— START —

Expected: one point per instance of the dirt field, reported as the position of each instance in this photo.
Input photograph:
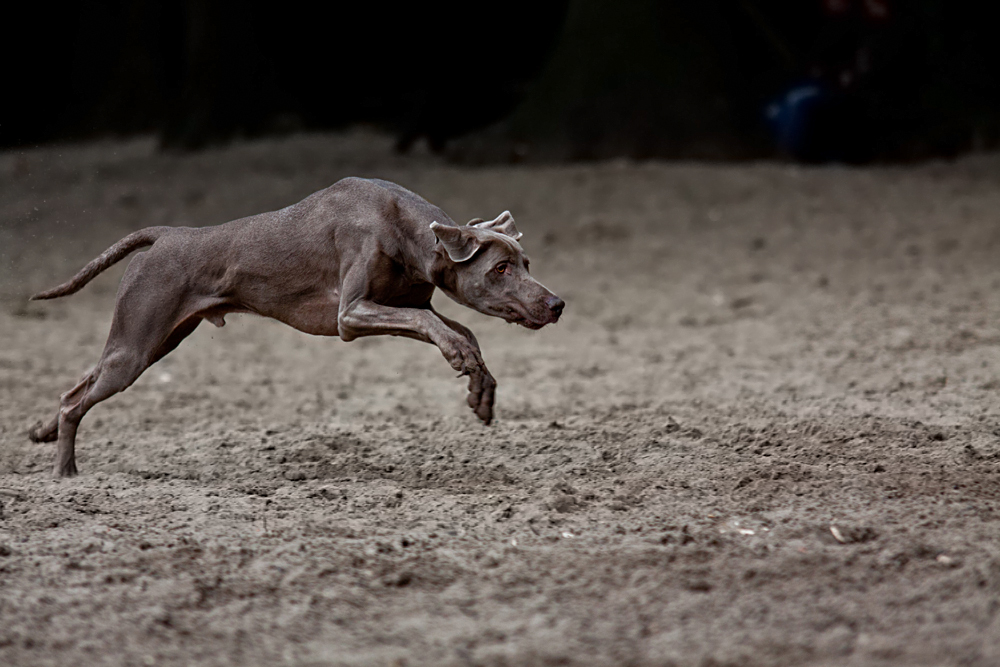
(766, 431)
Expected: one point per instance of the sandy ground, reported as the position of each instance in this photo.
(766, 431)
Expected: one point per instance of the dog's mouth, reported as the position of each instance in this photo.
(528, 321)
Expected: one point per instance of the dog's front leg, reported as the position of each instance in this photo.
(363, 317)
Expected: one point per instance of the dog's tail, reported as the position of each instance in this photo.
(115, 253)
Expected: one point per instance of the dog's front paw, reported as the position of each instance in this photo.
(466, 359)
(482, 391)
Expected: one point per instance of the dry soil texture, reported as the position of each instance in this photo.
(766, 431)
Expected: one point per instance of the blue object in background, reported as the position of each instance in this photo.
(789, 115)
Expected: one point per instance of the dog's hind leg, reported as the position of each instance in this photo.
(152, 316)
(49, 431)
(124, 360)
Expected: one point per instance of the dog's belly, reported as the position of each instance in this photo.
(316, 314)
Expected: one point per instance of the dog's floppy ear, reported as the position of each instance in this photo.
(460, 244)
(504, 224)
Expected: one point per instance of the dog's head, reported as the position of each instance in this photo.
(482, 266)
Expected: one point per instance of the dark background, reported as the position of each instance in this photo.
(565, 80)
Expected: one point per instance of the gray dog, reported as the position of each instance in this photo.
(360, 258)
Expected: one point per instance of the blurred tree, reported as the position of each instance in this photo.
(639, 78)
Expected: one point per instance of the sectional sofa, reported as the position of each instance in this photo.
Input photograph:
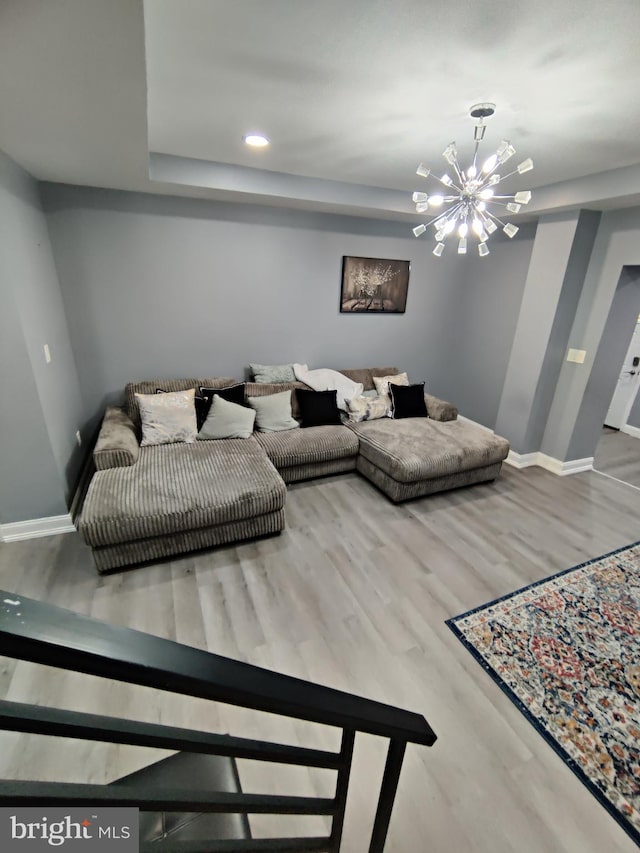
(149, 502)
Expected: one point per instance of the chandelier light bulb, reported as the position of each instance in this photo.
(469, 201)
(450, 154)
(490, 164)
(525, 166)
(504, 153)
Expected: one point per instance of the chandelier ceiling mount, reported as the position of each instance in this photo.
(472, 204)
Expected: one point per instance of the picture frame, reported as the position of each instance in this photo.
(374, 285)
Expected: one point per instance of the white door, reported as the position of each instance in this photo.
(627, 385)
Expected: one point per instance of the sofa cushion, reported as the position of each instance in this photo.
(407, 401)
(227, 420)
(117, 445)
(302, 446)
(273, 413)
(365, 375)
(421, 449)
(168, 418)
(318, 408)
(368, 408)
(256, 389)
(180, 487)
(382, 382)
(272, 374)
(167, 385)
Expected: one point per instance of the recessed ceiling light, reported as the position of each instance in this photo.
(256, 140)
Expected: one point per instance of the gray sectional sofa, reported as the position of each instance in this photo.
(149, 502)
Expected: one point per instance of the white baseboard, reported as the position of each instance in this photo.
(556, 466)
(634, 431)
(526, 460)
(571, 466)
(36, 527)
(521, 460)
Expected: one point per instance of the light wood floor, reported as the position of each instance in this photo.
(354, 594)
(618, 455)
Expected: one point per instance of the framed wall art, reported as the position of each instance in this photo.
(374, 286)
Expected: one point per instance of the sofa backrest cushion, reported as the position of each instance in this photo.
(365, 375)
(265, 389)
(151, 386)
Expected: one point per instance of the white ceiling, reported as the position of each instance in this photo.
(352, 93)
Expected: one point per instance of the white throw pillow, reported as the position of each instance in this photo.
(382, 382)
(324, 379)
(168, 418)
(227, 420)
(368, 408)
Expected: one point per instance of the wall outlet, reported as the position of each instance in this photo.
(576, 355)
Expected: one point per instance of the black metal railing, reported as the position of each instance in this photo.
(41, 633)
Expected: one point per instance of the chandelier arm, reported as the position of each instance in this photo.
(494, 217)
(456, 166)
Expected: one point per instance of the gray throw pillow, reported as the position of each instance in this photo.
(272, 374)
(227, 420)
(273, 412)
(167, 418)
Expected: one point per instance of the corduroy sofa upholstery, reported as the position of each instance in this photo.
(145, 503)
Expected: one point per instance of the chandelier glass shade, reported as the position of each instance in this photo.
(470, 205)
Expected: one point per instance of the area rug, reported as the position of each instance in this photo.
(566, 650)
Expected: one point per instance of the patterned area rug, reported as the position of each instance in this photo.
(566, 650)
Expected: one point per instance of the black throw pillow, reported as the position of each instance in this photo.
(318, 408)
(232, 393)
(407, 401)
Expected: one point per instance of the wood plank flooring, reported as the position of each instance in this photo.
(354, 595)
(618, 455)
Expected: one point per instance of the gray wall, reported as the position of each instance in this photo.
(569, 430)
(41, 402)
(159, 286)
(487, 298)
(634, 414)
(612, 349)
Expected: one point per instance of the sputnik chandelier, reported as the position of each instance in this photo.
(472, 193)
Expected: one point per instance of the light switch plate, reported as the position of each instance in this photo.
(576, 355)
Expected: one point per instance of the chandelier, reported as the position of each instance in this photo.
(472, 202)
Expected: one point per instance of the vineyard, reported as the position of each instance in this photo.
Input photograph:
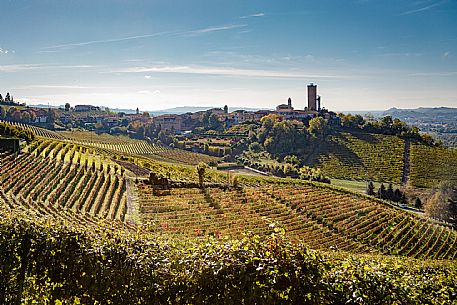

— END —

### Work to be completed
Reproduce all of the records above word for word, leaving out the pictures.

### The completed task
Expected: one point per instance of the dirt field, reported as the position of each instance in this photo.
Input photograph:
(766, 431)
Expected: one point per instance of the sandy ground, reported as the position of each instance in this photo.
(766, 431)
Expected: one point per instance of the dog's mouth, reported as the position of each instance in this photo.
(528, 321)
Expected: one point per instance of the dog's front leg, reported as the position of each instance in this photo.
(363, 317)
Expected: one point per instance of the dog's tail, reported as the position of each instance in this photo.
(115, 253)
Expected: one point per instance of the dog's front paw, reported as the position of each instance in this photo.
(466, 359)
(482, 391)
Expected: one point per instance of the dry soil texture, reported as the position of each instance in this photo.
(766, 431)
Expected: one point per instance of the blue object in background, reported as the position of each instance in this photo.
(789, 115)
Expected: one point per instance of the dog's hind leg, reported as the position of each instance in this photo.
(152, 316)
(49, 431)
(124, 360)
Expected: one point per instance of the dog's belly, reported as the position of each instance in this photo.
(316, 314)
Expected: one point per instance of the dog's floppy ear, reported as the position of each instance in this photo.
(460, 244)
(504, 224)
Expected: one point per instance of the dog's head, reported as the position of each instance in this photo.
(482, 266)
Expected: one point per instance of the dark background, reported as the position of each instance in this photo.
(565, 80)
Expected: one point per instance of the gray dog, reported as the position of each instance in this photo.
(360, 258)
Expected: one point per instance of the blurred tree, reported as the position of each instance in this photo.
(639, 78)
Expected: one point per instance of the sectional sofa, reported as the position of each instance in this photo.
Input photograph:
(149, 502)
Expected: one point per instance of the chandelier light bulb, reported as the position of each instance in this photo.
(469, 201)
(450, 154)
(490, 164)
(525, 166)
(504, 153)
Expected: one point per instance of the chandelier ceiling mount, reported as the position of each instance in this photo.
(472, 204)
Expected: one point per instance of the picture frame, reported as the position of each instance in this photo.
(374, 285)
Expected: one point per instance of the white door, reported as the position of each instance in this photo.
(627, 385)
Expected: one point per instance of the sofa cushion, reported as the position of each instance in this photo.
(407, 401)
(227, 420)
(117, 445)
(302, 446)
(273, 413)
(365, 375)
(421, 449)
(168, 418)
(318, 408)
(368, 408)
(256, 389)
(180, 487)
(382, 382)
(272, 374)
(167, 385)
Expected: one point per instance of the recessed ceiling light, reported as the position of each instance in this photo.
(256, 140)
Expected: one point per instance of the gray sectional sofa, reported as the position of each instance in this photo.
(149, 502)
Expected: one point per instance of the white baseboard, reported as the position of each instance in this photo.
(556, 466)
(634, 431)
(526, 460)
(571, 466)
(36, 527)
(521, 460)
Expected: one point per instance of the light wood floor, reported as the position of each instance in this photo.
(354, 594)
(618, 455)
Expected: one point per instance of the framed wall art, reported as the position of each instance in this photo.
(374, 286)
Expected: one point per instance of the sofa backrest cushion, reported as the position of each instance in this photo.
(365, 375)
(265, 389)
(151, 386)
Expected: one point per instance of the white ceiling, reported as the position of each instance in this photo.
(352, 93)
Expected: one point per instance of the white throw pillow, reported as the position of each instance in this photo.
(382, 382)
(324, 379)
(168, 418)
(227, 420)
(368, 408)
Expected: one point per instance of the wall outlet, reported as the position of each instance in this photo.
(576, 355)
Expected: one point per instance of the black metal railing, reported as the position of each instance in this photo.
(41, 633)
Expected: one point per instance of the chandelier arm, reported as the position of each instance in this photo.
(494, 217)
(456, 166)
Expected: one point per instance of the gray throw pillow, reported as the position of each instance in this photo.
(272, 374)
(227, 420)
(273, 412)
(167, 418)
Expected: one point per instance of the corduroy sofa upholstery, reported as the position of each instance in this photo.
(145, 503)
Expected: one point per instance of the chandelier glass shade, reported as the position of each instance in this photo.
(470, 205)
Expected: one point per instance of the area rug, reported as the position of each instance in this photo.
(566, 650)
Expected: one point per instance of the patterned area rug, reported as the position of each instance in this photo.
(566, 650)
Expected: one point per instance of the black throw pillow, reported as the position of each instance in this photo.
(318, 408)
(232, 393)
(407, 401)
Expected: one point per instance of the wood plank flooring, reported as the position of each instance in this photo.
(354, 595)
(618, 455)
Expected: one point per instance of the gray wall, reported as the position of each instance in this photo.
(569, 430)
(41, 402)
(159, 286)
(487, 298)
(634, 414)
(612, 349)
Expected: one point per instance of the sputnik chandelier, reported as the position of each instance in this photo.
(472, 193)
Expected: one point per instance of the light switch plate, reported as the position of each instance in this photo.
(576, 355)
Expected: one point per instance of the chandelier, reported as the position of each instance in this photo.
(472, 202)
Expected: one point per instance of the vineyard, reported as the position of each instance in this photo.
Input photograph:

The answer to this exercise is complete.